# [YOUR OBJECTIVE]
Take the line that contains "One pin marks each instance of the sea foam" in the data below and each line after it, through the last, and repeat them unchanged.

(Stored data entries)
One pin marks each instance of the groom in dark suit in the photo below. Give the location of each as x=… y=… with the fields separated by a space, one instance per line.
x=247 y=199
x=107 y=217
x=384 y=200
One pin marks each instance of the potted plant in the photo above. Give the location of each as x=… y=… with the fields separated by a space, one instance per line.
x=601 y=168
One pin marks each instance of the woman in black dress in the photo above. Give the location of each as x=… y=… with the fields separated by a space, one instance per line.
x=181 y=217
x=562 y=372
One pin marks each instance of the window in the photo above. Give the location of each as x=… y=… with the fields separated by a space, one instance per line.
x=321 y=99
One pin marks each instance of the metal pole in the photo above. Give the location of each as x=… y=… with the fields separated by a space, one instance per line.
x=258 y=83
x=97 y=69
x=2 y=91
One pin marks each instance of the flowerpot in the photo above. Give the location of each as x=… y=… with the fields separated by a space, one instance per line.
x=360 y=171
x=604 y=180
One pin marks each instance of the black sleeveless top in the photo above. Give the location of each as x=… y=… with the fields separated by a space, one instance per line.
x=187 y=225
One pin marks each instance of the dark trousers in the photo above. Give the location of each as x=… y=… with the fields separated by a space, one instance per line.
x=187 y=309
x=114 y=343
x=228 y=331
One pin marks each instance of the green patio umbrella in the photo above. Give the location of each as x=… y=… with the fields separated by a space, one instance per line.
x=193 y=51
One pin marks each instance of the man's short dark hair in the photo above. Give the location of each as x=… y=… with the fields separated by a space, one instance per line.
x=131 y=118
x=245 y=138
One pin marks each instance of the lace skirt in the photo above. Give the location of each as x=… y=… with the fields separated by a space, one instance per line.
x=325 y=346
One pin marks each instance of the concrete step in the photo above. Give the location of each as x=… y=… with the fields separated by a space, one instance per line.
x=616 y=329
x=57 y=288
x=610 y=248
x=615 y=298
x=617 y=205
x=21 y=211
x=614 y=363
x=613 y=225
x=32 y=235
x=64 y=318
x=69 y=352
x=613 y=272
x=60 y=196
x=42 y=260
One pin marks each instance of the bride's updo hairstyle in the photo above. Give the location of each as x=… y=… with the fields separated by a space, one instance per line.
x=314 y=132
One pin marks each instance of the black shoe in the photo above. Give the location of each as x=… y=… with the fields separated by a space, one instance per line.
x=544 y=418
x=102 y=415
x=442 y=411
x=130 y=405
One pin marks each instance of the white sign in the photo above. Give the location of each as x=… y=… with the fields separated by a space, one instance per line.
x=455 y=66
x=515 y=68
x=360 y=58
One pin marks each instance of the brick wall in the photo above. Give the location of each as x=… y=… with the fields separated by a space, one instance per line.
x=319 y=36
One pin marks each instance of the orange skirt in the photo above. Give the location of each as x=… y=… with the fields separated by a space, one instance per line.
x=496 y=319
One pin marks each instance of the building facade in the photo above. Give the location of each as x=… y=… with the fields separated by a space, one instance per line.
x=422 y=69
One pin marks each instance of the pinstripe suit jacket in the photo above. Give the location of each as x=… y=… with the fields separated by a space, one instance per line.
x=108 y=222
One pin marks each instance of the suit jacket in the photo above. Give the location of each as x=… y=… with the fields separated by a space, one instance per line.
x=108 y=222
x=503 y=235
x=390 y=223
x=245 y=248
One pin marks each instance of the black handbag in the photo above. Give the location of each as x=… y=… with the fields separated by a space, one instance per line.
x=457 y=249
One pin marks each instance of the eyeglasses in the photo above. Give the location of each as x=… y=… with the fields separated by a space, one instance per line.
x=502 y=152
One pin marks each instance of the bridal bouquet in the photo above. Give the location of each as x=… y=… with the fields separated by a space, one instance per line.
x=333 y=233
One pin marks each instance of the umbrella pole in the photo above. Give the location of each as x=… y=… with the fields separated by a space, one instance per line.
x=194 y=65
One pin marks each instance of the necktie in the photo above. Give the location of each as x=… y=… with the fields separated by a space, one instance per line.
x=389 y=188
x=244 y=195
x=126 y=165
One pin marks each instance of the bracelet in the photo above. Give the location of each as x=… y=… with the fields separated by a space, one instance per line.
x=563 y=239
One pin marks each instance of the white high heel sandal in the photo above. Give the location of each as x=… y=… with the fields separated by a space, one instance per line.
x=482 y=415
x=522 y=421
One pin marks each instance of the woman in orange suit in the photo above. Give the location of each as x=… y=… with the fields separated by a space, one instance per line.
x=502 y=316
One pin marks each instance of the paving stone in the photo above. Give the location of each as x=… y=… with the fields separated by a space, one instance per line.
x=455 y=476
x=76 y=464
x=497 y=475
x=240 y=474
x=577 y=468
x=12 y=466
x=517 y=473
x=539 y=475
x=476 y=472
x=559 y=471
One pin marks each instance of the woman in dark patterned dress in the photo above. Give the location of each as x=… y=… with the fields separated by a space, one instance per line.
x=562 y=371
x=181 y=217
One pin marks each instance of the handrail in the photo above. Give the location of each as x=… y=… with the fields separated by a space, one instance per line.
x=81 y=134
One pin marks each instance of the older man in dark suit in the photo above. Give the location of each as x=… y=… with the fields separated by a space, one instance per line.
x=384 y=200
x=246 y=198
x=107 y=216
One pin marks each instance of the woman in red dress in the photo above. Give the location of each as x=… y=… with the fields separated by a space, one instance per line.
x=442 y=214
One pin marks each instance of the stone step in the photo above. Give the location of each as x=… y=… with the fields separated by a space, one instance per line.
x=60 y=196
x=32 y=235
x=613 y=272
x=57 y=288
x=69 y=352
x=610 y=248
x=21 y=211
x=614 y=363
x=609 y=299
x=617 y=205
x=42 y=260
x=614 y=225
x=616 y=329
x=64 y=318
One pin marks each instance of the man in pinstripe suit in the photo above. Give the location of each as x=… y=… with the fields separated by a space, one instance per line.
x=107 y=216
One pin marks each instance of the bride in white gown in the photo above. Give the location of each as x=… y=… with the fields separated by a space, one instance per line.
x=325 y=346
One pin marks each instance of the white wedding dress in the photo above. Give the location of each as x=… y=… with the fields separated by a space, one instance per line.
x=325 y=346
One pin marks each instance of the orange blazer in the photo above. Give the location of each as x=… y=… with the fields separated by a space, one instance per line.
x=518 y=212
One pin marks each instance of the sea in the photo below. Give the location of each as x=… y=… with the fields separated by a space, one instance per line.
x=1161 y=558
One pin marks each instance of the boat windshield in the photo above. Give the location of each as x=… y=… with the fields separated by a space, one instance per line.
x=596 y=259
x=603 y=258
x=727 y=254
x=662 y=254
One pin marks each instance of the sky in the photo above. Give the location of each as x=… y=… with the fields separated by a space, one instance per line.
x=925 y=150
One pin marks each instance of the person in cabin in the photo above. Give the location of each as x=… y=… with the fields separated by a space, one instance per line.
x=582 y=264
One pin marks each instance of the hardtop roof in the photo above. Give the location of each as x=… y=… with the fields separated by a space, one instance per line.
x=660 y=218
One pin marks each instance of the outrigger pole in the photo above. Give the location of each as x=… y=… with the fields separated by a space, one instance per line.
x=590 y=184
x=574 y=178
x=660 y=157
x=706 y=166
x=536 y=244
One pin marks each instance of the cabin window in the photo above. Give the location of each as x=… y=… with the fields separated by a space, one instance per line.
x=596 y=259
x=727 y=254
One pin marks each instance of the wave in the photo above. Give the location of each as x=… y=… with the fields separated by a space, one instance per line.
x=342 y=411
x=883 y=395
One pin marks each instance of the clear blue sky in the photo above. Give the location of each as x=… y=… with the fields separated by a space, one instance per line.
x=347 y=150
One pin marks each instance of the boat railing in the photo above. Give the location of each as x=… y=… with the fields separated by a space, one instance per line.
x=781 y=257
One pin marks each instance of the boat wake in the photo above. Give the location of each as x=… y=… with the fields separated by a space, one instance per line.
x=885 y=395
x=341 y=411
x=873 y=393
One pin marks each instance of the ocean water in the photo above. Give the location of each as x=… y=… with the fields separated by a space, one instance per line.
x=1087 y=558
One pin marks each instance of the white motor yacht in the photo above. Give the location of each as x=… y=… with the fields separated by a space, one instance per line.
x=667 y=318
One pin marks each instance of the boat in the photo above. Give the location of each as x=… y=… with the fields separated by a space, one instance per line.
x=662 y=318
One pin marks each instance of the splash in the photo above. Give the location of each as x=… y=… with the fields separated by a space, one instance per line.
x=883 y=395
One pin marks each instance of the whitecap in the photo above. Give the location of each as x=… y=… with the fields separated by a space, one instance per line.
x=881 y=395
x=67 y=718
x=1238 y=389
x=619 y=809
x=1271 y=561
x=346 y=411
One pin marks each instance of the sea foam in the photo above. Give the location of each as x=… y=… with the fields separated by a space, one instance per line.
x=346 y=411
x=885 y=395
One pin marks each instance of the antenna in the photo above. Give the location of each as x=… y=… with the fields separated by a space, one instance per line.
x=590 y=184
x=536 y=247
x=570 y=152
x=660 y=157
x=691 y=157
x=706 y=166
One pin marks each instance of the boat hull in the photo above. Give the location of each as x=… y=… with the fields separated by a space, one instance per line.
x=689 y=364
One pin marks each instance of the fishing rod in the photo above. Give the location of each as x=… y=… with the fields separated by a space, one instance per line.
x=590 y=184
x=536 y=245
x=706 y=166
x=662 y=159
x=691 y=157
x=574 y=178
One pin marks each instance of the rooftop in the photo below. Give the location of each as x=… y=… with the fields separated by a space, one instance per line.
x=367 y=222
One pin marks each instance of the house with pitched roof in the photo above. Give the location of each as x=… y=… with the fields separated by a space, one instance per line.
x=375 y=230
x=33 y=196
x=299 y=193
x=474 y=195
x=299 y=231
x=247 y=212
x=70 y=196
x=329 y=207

# [THE ANSWER]
One pin marks each instance of the sea foam in the photo above. Give the location of each as x=… y=… with the fields separated by a space, one instance per line.
x=346 y=411
x=885 y=395
One pin marks each instance of the antenna in the photo above. Give the location of each as x=… y=… with the fields separated by a space, one instance per line.
x=590 y=184
x=536 y=247
x=570 y=152
x=660 y=157
x=691 y=157
x=706 y=166
One pin marks each instance of the boat hull in the photo above. Give the location of each as x=… y=… with the fields separated by a space, one instance per line.
x=689 y=364
One pin marks each instance of the fishing rod in the photo above. Give the location of each as x=… y=… with the fields separated by a space, one instance per line.
x=590 y=184
x=536 y=245
x=706 y=166
x=662 y=159
x=691 y=157
x=574 y=178
One pin marks each instance of the rooftop in the photo below. Give the location of each as x=… y=… with the fields separated by a space, one instance per line.
x=367 y=222
One pin marks each instance of the house with pitched roof in the photo above. Give the location of each as x=… y=… with the fields separated by a space, one instance per line.
x=375 y=230
x=33 y=196
x=299 y=193
x=474 y=195
x=299 y=231
x=247 y=212
x=70 y=196
x=329 y=207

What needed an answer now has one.